## Given passage
☆ ☆ ☆ ☆

99% of the organisations that pride themselves on using "real databases" and ACID aren't actually using those guarantees or gaining anything out of them. Transactions are inherently useless in a web service, for example, because you can't open the transaction on the client, so the part of the system where the vast majority of consistency issues happen (the client <-> server communication) will always be outside the transaction boundary. ACID fanboys love to talk about how all the big name internet companies are built on RDBMSes, and fail to mention that most of them were built on MySQL 3 which never actually had working ACID in the first place.

If MongoDB had come first and SQL/ACID RDBMSes had come after, we'd recognise them for what they are: a grossly overengineered non-solution to the wrong problem.




> Transactions are inherently useless in a web service, for example, because you can’t open the transaction on the client

(1) There is no reason you couldn’t, in a stateful, connected web app (or a stateful web service) open backend DB transactions controlled by activity on the client. You probably don’t want to, because, “ew, stateful”, and would prefer to use compensation strategies to deal with business transactions that span beyond a database transactions, but you could.

(2) The conclusion “transactions are inherently useless in a web service” does not follow from the premise “you can’t open the transaction on the client”. They are just two completely unrelated things that you’ve glued together with “because”. I write web services. The backends very often need a consistent view of state and to be able to assure that a sequence of mutating operations against the DB are applied all or nothing; transactions do both of those things. The fact that transactions are opened from the backend doesn’t make them useless.

> the part of the system where the vast majority of consistency issues happen (the client <-> server communication) will always be outside the transaction boundary.

“Consistency issues” in the ACID sense do not (cannot, in fact, since “consistency” is a property of database state) happen anywhere other than inside the database. Client <-> server communications have all kinds of issues, but ACID;s C is not one of them.

> ACID fanboys love to talk about how all the big name internet companies are built on RDBMSes

Nah, actually, as an “ACID fanboy”, I’ll say that most big name internet companies were not built on ACID systems, and that if you are running a big internet company you have a much greater than usual chance of (1) having a case with a tradeoff that really does call for a non-ACID system, (2) having to invent revolutionary new technology if it turns out you actually do need an ACID system, because OTS RDBMS’s don’t scale the way you need.

But for everyone else, you probably aren’t Google.

> If MongoDB had come first and SQL/ACID RDBMSes had come after,

While they weren’t MongoDB, specifically, non-relational, non-ACID, key-value stores where the “value” could be arbitrary data did exist before RDBMS’s. OTOH, users of MongoDB and other similar NoSQL system have often discovered that, oh yeah, they do want the things RDBMS’s provide, which is why the pendulum swung somewhat back in the RDBMS direction after peak NoSQL hype.

NoSQL has its place, too, but the relational model and ACID guarantees actually do solve real problems.

☆ ☆ ☆ ☆

## Stored data
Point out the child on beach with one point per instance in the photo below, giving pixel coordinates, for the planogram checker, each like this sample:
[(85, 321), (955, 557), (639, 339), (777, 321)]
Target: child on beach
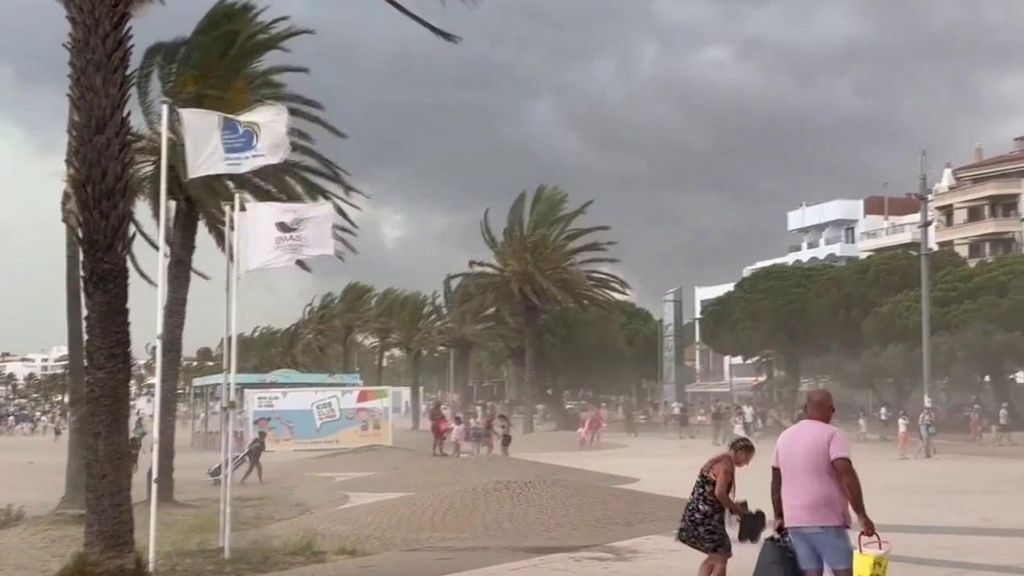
[(505, 430), (458, 437)]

☆ ☆ ☆ ☆

## Task set
1. Copy word for word the part of the ACID discussion starting with "99% of the organisations" and going on through "the first place.".
2. Answer these from the ACID discussion:
(a) On which version of MySQL were most big-name internet companies built, according to the first comment?
(b) Of what is "consistency" a property, according to the reply?
(c) What have users of MongoDB and similar NoSQL systems often discovered?
Use nothing but the ACID discussion.

## Exercise answers
1.
99% of the organisations that pride themselves on using "real databases" and ACID aren't actually using those guarantees or gaining anything out of them. Transactions are inherently useless in a web service, for example, because you can't open the transaction on the client, so the part of the system where the vast majority of consistency issues happen (the client <-> server communication) will always be outside the transaction boundary. ACID fanboys love to talk about how all the big name internet companies are built on RDBMSes, and fail to mention that most of them were built on MySQL 3 which never actually had working ACID in the first place.

2.
(a) MySQL 3
(b) Database state
(c) That they do want the things RDBMS's provide